--- Vorliegender Text ---

Brexit-Angst und Corona-Panik – ein giftiger Cocktail
Die EU-Kommission hat die Corona-bedingten pauschalen Reiseverbote nach Großbritannien kritisiert. Doch gleichzeitig schürt Brüssel die Angst vor einem harten Brexit. Das verheißt nichts Gutes.
Es sah aus wie eine Strafaktion, was sich in den letzten Tagen an den Grenzen zwischen Großbritannien und der EU abgespielt hat. Flug-, Bahn- und Fährverbindungen waren unterbrochen, hunderte von Lastwagen standen im Dauerstau und kamen nicht weiter. An deutschen Flughäfen gab es sogar eine Art „Triage“: Britische Passagiere wurden ausgesondert und mußten sich speziellen Tests unterziehen.
Offiziell ging es bei alldem um den Schutz vor einer neuartigen, womöglich gefährlichen Variante des Coronavirus.
Doch unterschwellig war die kontinentale Inselsperre mit einer politischen Botschaft verbunden: So wird es Euch ergehen, wenn Premier Boris Johnson nicht bald in ein Handelsabkommen einwilligt, schienen die Europäer zu sagen.
Hütet Euch vor einem „No Deal“, beware of Brexit!
Doch nun soll alles nicht so gemeint gewesen sein. Die EU-Kommission hat sich sogar von den eilig verhängten Grenzschließungen distanziert.
Ein „Blanko-Reisebann“ sei keine angemessene Antwort auf die neue Gefahr, erklärte Justizkommissar Didier Reynders. Briten und Kontinentaleuropäer dürften nicht pauschal davon abgehalten werden, zu Weihnachten nach Hause zu reisen.
Zuvor hatten sich die 27 EU-Staaten nicht auf ein gemeinsames Vorgehen einigen können. Die Niederlande waren vorgeprescht, und dem deutschen EU-Vorsitz ist es danach nicht gelungen, alle Mitglieder auf eine Linie zu bringen.
Das Hin und Her verheisst nichts Gutes für die nächsten Tage und Wochen – weder für die Briten, noch für die EU-Bürger und ihren Schutz vor der neuen Virus-Variante.

--- Gegebene Datensätze ---

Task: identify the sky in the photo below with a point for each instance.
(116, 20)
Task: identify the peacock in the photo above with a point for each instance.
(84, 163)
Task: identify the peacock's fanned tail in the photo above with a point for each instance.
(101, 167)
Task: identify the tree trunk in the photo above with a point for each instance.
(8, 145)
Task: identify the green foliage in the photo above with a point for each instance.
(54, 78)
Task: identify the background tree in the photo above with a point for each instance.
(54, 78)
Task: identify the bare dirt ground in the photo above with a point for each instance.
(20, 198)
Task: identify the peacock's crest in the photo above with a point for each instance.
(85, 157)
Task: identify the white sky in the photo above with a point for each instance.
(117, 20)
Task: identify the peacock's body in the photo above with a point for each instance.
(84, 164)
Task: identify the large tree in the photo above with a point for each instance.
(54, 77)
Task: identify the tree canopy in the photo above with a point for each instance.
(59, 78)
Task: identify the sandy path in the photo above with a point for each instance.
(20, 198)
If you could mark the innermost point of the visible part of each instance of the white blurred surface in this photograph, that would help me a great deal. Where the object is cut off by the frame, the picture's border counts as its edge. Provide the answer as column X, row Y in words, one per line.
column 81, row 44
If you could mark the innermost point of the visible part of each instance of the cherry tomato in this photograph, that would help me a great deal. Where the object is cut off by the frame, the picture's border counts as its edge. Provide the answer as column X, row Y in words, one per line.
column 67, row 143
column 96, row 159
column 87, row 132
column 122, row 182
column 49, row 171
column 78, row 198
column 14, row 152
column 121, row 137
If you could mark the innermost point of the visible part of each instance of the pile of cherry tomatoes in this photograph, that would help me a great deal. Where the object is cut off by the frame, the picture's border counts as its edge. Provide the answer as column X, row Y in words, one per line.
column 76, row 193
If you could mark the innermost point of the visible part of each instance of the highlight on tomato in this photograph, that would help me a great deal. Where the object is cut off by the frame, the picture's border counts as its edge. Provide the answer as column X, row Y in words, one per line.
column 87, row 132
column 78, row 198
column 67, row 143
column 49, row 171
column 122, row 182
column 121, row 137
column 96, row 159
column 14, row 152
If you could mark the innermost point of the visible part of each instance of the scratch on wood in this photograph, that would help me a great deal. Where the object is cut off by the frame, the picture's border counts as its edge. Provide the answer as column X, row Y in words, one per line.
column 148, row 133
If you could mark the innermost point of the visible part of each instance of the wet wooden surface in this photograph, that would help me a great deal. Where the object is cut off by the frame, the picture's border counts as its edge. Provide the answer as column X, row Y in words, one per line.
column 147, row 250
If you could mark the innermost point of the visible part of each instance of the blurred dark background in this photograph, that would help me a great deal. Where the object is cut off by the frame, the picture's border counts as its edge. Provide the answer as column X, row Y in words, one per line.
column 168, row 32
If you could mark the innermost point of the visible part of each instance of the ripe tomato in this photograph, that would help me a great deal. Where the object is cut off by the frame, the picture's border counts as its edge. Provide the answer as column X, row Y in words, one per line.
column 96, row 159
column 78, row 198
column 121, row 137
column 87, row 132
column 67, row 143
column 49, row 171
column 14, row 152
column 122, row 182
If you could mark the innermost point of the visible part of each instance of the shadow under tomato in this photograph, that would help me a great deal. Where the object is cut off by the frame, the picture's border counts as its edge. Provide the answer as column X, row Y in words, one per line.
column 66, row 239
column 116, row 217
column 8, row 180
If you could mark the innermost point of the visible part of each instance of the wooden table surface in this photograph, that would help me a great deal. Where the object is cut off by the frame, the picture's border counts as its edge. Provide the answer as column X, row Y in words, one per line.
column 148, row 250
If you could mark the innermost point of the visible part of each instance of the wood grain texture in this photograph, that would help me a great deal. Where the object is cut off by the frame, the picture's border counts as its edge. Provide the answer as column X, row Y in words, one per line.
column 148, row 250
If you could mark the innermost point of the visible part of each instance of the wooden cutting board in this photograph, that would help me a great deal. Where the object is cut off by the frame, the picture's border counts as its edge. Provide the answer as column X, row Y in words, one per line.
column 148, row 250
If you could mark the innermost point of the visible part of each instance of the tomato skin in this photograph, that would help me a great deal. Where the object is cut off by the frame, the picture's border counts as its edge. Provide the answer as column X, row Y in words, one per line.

---

#### Deine Aufgaben:
(1) Ändere einen Abschnitt aus dem Text über Brexit und Corona ab: Setze bei den Worten „Doch unterschwellig war“ ein und höre nach „Europäer zu sagen.“ auf. Ersetze dabei „Premier“ durch „Premierminister“.
(2) Schreibe den Text über Brexit und Corona im Anschluss an seinen letzten Satz weiter.

#### Lösungen:
(1)
Doch unterschwellig war die kontinentale Inselsperre mit einer politischen Botschaft verbunden: So wird es Euch ergehen, wenn Premierminister Boris Johnson nicht bald in ein Handelsabkommen einwilligt, schienen die Europäer zu sagen.

(2)
Die Briten müssen nun fürchten, dass es auch ohne einen harten Brexit jederzeit zu Reisesperren und Versorgungsengpässen kommen könnte. Denn längst nicht alle halten sich an die Empfehlung aus Brüssel.
Und die EU-Bürger? Sie müssen erkennen, dass es mit der versprochenen gemeinsamen Corona-Politik nicht weit her ist. Es braucht nur eine angeblich gefährliche COVID-Variante – und schon ist das Chaos perfekt.
Neun Monate nach Beginn der Pandemie macht immer noch jeder, was er will. Weder die Kommission in Brüssel noch der Ratsvorsitz in Berlin haben daran etwas geändert.
Die deutsche „Corona-Präsidentschaft“ endet im Chaos, Besserung ist nicht in Sicht. Denn wir haben es hier mit einem giftigen Cocktail zu tun…
Siehe auch “Coronakrise: EUropa schottet sich wieder ab”
P.S. Nun hat Frankreich die Fährverbindungen zu UK wieder aufgenommen, doch Dänemark hält am Flugverbot fest. Das zeigt, dass sich Brüssel (immer noch) nicht durchsetzen kann…
European
23. Dezember 2020 @ 19:21
Mitte November sind wir aus Dänemark nach UK zurückgekehrt. Ohne den schriftlichen Nachweis unseres Settled-Status hätte man uns gar nicht erst hier reingelassen. Vorsorglich hatten wir am Tag der Ausreise einen Test in Dänemark machen lassen und konnten sogar eine schriftliche Bestätigung eines dänischen Arztes vorlegen, die belegte, dass wir Covid-frei sind.
Wir mussten trotzdem für 2 Wochen in Quarantäne.
Von daher läuft das in Frankreich noch großzügig ab. Würden sie so reagieren wie die Briten, dürften die Trucker noch für 2 Wochen in self-isolation gehen.
All diese Lügen der Brexiters fallen dem Land jetzt auf die Füße und treffen, wie so oft, die Falschen. Derweil steigen die Zustimmungsraten für Indyref2.
Man darf gespannt sein.
Ich wünsche Ihnen ein frohes Weihnachtsfest und einen guten Rutsch ins neue Jahr. Passen Sie auf sich auf und bleiben Sie gesund.
Ihren neuen Artikel auf Makroskop habe ich übrigens sehr gern gelesen. Auf den Punkt getroffen! 🙂
ebo
23. Dezember 2020 @ 22:23
Vielen Dank, ich wünsche auch eine frohes – und vor allem gesundes – Fest!